DOCUMENT EXCERPT –
Now, well over a century into the Electromagnetic Age, our world is quite different. First came the lightbulb. Then came the grid to power it. Then came electrical appliances in the home. Then came the radio. Then came radar. Then came television. Then came cordless phones. Then came microwave ovens. Then came cell phones. Then came WiFi. Then came Bluetooth devices. Then came smart meters. And so on and so on.

With each new powerful application of AC power and each new innovation in wireless communication, the human exposures continue to increase—in strength of individual exposures, in concurrency of multiple exposures, and in cumulative time exposed. We have known and been warned about this danger for years. In October 1999, the David Suzuki Foundation issued the following statement: “People in modern cities are exposed to levels of EMR millions of times higher than, and fundamentally different from, the natural background radiation. The dramatic change in our electromagnetic environment has serious implications for human health.”2 We did not evolve as biological organisms to live in this type of world, and we continue to alter the electromagnetic profile of the planet at a rate faster than life can evolve to adapt and cope with these changes. The result is genetic mutation, biological dysfunction, and disease. This trend has become increasingly clear as these unnatural sources of EMF continue to increase. With the number of devices growing apace, the EMR exposure is increasing at an enormously rapid—even exponential—rate.

In this context, with this much evidence, a wait-and-see approach makes absolutely no sense from any perspective other than the bottom-line profit of those companies that trade in EMF-emitting technologies. Instead, we must implement precautionary measures immediately at several levels: individually, within our families, and within our communities.

Chapter 12 presents the precautionary actions possible at the individual and family level. Those actions revolve around two basic rules:

  1. Minimize your use of EMF-generating technologies; and
  2. Maximize your distance from those EMF-generating technologies when in use.

WORK TASK A –
In the EMF excerpt, in what month and year did the David Suzuki Foundation issue its statement?
WORK TASK B –
Copy the EMF excerpt word for word, beginning at "Now, well over" and stopping after "on and so on.".

Collection entries –
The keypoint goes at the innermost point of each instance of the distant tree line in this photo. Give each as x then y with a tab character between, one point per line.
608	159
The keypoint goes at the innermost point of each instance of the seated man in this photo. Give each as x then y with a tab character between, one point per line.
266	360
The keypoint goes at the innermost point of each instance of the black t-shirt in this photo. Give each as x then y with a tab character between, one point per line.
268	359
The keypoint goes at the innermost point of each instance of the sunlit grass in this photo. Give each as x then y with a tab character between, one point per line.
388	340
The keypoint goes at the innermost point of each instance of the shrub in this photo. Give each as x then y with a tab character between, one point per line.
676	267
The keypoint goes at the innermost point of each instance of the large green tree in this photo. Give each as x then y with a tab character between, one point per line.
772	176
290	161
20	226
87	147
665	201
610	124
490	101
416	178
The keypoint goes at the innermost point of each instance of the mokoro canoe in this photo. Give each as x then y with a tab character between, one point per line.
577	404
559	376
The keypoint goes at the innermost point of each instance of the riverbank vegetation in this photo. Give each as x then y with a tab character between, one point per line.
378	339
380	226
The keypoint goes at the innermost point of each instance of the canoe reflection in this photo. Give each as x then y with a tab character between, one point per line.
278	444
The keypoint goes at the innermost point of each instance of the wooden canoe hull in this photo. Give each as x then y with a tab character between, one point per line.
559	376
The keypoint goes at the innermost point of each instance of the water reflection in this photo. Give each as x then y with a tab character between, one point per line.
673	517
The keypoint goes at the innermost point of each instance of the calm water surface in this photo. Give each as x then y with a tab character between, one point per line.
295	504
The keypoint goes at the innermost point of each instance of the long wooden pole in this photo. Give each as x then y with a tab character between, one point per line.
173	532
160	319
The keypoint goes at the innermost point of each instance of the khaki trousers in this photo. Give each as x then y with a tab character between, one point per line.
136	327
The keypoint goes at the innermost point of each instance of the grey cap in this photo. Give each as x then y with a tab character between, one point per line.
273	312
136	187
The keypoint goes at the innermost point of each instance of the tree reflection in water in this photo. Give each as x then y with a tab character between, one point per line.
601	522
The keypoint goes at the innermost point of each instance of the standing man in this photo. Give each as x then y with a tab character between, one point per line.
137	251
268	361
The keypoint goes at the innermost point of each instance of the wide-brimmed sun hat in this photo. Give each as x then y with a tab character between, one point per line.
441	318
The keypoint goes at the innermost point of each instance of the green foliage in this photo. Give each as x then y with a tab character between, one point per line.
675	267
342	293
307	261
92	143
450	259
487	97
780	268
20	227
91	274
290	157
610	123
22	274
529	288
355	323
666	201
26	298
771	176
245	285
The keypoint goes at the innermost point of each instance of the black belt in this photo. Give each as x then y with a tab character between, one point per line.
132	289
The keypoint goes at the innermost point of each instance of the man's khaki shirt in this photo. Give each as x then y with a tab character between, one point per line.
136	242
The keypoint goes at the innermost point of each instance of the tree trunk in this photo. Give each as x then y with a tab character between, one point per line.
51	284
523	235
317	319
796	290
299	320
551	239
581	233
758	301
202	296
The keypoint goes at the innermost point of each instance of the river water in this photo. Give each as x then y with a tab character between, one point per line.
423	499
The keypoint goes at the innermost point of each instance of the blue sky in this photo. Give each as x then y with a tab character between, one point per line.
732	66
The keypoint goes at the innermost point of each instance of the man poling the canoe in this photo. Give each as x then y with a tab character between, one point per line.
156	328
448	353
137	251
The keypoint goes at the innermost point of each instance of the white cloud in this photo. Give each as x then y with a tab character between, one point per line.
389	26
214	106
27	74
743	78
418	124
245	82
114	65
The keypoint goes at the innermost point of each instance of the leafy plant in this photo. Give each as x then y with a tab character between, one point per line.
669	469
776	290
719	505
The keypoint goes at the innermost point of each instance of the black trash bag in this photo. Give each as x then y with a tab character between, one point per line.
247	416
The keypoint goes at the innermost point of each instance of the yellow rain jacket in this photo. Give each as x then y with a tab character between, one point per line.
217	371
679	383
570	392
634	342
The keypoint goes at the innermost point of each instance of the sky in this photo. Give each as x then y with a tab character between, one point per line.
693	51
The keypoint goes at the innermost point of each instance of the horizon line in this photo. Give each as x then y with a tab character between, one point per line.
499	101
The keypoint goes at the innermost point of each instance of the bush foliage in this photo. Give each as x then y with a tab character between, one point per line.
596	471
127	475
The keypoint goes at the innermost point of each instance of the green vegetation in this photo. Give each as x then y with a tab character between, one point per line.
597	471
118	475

---

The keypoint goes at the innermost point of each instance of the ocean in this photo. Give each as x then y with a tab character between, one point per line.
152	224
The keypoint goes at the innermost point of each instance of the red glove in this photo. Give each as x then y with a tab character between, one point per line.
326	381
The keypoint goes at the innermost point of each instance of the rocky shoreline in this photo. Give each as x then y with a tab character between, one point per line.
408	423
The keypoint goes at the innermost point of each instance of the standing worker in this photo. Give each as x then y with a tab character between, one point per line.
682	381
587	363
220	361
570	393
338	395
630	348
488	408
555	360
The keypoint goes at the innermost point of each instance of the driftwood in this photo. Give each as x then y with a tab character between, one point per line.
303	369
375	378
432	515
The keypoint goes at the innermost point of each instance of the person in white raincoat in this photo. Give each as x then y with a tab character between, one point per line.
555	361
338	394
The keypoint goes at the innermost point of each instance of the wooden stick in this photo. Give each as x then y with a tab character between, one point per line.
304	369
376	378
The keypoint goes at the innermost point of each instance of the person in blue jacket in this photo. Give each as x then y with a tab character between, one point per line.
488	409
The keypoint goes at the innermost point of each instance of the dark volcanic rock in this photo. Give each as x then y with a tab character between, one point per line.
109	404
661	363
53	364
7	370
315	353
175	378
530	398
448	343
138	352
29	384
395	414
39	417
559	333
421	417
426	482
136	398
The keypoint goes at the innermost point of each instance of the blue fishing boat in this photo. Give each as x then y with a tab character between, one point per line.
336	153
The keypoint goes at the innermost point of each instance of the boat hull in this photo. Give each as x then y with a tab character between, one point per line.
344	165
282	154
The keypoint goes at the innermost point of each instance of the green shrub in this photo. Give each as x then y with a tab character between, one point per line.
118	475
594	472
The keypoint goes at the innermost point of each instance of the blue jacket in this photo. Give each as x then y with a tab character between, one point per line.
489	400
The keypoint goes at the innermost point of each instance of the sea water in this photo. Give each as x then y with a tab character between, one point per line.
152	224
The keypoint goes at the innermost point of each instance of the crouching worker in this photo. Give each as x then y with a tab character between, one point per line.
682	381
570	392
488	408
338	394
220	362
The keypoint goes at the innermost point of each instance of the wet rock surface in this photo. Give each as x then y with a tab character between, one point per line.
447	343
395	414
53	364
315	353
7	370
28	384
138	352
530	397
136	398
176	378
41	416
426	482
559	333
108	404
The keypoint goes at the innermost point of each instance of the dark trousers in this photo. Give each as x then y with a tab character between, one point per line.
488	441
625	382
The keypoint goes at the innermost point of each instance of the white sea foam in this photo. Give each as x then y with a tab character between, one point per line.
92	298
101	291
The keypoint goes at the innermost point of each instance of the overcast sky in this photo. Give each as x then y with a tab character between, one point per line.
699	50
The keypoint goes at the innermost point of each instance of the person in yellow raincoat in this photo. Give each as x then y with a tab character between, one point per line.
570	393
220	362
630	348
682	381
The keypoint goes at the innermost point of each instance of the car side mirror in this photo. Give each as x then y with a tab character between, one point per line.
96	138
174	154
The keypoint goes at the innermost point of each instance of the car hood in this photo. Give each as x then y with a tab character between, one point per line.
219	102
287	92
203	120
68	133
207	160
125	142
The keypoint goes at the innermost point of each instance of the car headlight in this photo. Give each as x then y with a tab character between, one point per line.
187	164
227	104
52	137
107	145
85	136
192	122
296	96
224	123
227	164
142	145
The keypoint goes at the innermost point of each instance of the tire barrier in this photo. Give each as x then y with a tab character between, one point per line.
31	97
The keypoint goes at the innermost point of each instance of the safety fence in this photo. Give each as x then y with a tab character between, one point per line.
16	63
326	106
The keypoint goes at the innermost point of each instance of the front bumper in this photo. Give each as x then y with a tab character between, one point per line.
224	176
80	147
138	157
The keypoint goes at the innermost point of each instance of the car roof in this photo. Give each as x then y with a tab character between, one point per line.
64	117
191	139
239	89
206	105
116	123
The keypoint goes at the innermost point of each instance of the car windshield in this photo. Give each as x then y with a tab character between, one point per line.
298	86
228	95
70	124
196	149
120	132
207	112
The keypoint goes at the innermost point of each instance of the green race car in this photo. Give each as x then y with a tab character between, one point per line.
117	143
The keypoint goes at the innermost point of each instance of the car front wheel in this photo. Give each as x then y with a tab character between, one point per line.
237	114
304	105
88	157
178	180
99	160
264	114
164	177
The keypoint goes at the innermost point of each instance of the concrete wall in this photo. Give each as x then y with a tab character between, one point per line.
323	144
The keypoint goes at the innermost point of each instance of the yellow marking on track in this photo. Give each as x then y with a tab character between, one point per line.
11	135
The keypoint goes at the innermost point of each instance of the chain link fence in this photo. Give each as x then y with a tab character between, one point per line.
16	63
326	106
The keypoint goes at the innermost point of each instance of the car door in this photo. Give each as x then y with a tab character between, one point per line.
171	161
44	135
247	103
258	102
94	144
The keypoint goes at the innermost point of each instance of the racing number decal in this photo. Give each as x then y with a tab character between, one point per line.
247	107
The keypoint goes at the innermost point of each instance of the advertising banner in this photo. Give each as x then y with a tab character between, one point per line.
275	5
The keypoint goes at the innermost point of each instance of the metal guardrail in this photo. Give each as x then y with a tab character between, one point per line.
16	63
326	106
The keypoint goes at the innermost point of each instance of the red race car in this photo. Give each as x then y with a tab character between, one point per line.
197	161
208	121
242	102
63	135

ANSWER AREA A –
October 1999

ANSWER AREA B –
Now, well over a century into the Electromagnetic Age, our world is quite different. First came the lightbulb. Then came the grid to power it. Then came electrical appliances in the home. Then came the radio. Then came radar. Then came television. Then came cordless phones. Then came microwave ovens. Then came cell phones. Then came WiFi. Then came Bluetooth devices. Then came smart meters. And so on and so on.